Begin SUPPLIED DATA

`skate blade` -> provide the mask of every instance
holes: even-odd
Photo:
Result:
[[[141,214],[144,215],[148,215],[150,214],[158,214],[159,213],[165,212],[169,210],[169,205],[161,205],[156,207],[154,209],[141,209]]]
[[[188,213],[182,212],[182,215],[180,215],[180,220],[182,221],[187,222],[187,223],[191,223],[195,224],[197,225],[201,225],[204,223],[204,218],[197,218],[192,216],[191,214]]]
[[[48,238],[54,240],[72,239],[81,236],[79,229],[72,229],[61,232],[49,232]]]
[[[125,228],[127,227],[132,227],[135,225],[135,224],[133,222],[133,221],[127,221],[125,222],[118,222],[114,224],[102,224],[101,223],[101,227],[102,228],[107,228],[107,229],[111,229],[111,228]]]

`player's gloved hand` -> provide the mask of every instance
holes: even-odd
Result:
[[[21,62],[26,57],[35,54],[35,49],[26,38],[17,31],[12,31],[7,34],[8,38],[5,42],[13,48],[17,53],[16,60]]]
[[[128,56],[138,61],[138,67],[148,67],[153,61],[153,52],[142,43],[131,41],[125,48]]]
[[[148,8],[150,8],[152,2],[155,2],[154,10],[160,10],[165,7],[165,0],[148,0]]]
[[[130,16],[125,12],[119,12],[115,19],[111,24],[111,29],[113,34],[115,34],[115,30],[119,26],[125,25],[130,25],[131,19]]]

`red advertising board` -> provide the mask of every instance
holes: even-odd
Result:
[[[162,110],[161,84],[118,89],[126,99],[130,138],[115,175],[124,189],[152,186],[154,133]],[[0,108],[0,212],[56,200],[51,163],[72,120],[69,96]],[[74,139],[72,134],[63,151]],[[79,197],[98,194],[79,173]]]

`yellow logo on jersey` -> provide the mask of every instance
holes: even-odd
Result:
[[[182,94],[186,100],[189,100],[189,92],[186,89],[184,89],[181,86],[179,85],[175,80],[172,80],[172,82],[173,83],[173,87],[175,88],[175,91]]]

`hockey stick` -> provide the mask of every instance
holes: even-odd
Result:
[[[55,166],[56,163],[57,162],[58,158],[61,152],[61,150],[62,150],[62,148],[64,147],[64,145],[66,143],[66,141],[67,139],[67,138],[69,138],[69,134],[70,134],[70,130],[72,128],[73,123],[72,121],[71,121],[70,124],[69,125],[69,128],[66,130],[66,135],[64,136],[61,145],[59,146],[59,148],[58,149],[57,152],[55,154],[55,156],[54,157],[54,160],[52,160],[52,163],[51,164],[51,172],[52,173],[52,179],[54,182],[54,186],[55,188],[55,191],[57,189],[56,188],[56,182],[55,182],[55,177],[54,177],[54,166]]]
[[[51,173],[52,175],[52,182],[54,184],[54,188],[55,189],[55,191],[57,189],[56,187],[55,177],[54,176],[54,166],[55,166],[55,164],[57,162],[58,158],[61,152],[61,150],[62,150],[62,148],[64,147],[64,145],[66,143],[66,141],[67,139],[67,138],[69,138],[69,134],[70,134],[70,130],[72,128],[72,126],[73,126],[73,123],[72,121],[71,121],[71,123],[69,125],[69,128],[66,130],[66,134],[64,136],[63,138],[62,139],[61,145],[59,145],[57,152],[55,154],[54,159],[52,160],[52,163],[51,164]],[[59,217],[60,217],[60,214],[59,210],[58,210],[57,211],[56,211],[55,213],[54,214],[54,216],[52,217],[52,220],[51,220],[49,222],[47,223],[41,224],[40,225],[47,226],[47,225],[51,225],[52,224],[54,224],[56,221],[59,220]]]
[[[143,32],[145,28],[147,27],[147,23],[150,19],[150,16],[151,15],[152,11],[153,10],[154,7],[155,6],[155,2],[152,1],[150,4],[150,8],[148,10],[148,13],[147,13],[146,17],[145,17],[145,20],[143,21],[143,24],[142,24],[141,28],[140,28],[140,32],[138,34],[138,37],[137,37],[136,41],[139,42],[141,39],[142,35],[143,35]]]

End SUPPLIED DATA

▶ [STATED EXERCISE]:
Quote all of the entries exactly as they appear.

▶ [CORRECT RESPONSE]:
`skate blade` -> provide the mask of every instance
holes: even-odd
Photo:
Result:
[[[141,214],[144,215],[148,215],[150,214],[158,214],[159,213],[165,212],[169,210],[169,205],[161,205],[156,207],[154,209],[141,209]]]
[[[188,213],[182,212],[182,215],[180,215],[180,220],[182,221],[187,222],[187,223],[191,223],[195,224],[197,225],[201,225],[204,223],[204,218],[197,218],[192,216],[191,214]]]
[[[48,238],[54,240],[72,239],[81,236],[79,229],[72,229],[61,232],[49,232]]]
[[[125,228],[127,227],[132,227],[135,225],[135,224],[133,222],[133,221],[127,221],[125,222],[118,222],[114,224],[102,224],[101,223],[101,227],[102,228],[107,228],[107,229],[111,229],[111,228]]]

`player's gloved hand` -> provide the mask of every instance
holes: even-odd
Result:
[[[21,62],[26,57],[35,54],[35,49],[26,38],[17,31],[12,31],[7,34],[8,38],[5,42],[13,48],[17,53],[16,60]]]
[[[128,56],[138,61],[138,67],[148,67],[153,61],[153,52],[142,43],[131,41],[125,48]]]
[[[148,8],[150,8],[152,2],[155,2],[154,10],[160,10],[165,7],[165,0],[148,0]]]
[[[130,16],[125,12],[119,12],[115,19],[111,24],[111,29],[113,34],[115,34],[115,30],[119,26],[125,25],[130,25],[131,19]]]

`red advertising board` -> provide the mask of every instance
holes: even-odd
Result:
[[[162,110],[161,84],[118,89],[126,99],[130,138],[115,175],[124,189],[152,186],[154,133]],[[0,108],[0,212],[56,200],[51,163],[72,120],[69,96]],[[74,139],[72,134],[63,151]],[[79,197],[98,194],[79,173]]]

`yellow logo on jersey` -> provide the mask of every instance
holes: even-odd
Result:
[[[182,94],[186,100],[189,100],[189,92],[186,89],[184,89],[181,86],[179,85],[175,80],[172,80],[172,82],[173,83],[173,87],[175,88],[175,91]]]

`hockey stick` -> provide the mask of every instance
holes: even-odd
Result:
[[[55,166],[56,163],[57,162],[58,158],[61,152],[61,150],[62,150],[62,148],[64,147],[64,145],[66,143],[66,141],[67,139],[67,138],[69,138],[69,134],[70,134],[70,130],[72,128],[73,123],[72,121],[71,121],[70,124],[69,125],[69,128],[66,130],[66,135],[64,136],[61,145],[59,146],[59,148],[58,149],[57,152],[55,154],[55,156],[54,157],[54,160],[52,160],[52,163],[51,164],[51,172],[52,173],[52,179],[54,182],[54,186],[55,188],[55,191],[57,189],[56,188],[56,182],[55,182],[55,177],[54,177],[54,166]]]
[[[51,173],[52,175],[52,182],[54,184],[54,188],[55,189],[55,191],[57,189],[56,187],[55,177],[54,176],[54,166],[55,166],[55,164],[57,162],[58,158],[61,152],[61,150],[62,150],[62,148],[64,147],[64,145],[66,143],[66,141],[67,139],[67,138],[69,138],[69,134],[70,134],[70,130],[72,128],[72,126],[73,126],[73,123],[72,121],[71,121],[71,123],[69,125],[69,128],[66,130],[66,134],[64,136],[63,138],[62,139],[61,145],[59,145],[57,152],[55,154],[54,159],[52,160],[52,163],[51,164]],[[59,217],[60,217],[60,214],[59,210],[58,210],[57,211],[56,211],[55,213],[54,214],[54,216],[52,217],[52,220],[51,220],[49,222],[47,223],[41,224],[40,225],[47,226],[47,225],[51,225],[52,224],[54,224],[56,221],[59,220]]]
[[[143,32],[145,28],[147,27],[147,23],[150,19],[150,16],[151,15],[152,11],[153,10],[154,7],[155,6],[155,2],[152,1],[150,4],[150,8],[148,10],[148,13],[147,13],[146,17],[145,17],[145,20],[143,21],[143,24],[142,24],[141,28],[140,28],[140,32],[138,34],[138,37],[137,37],[136,41],[139,42],[141,39],[142,35],[143,35]]]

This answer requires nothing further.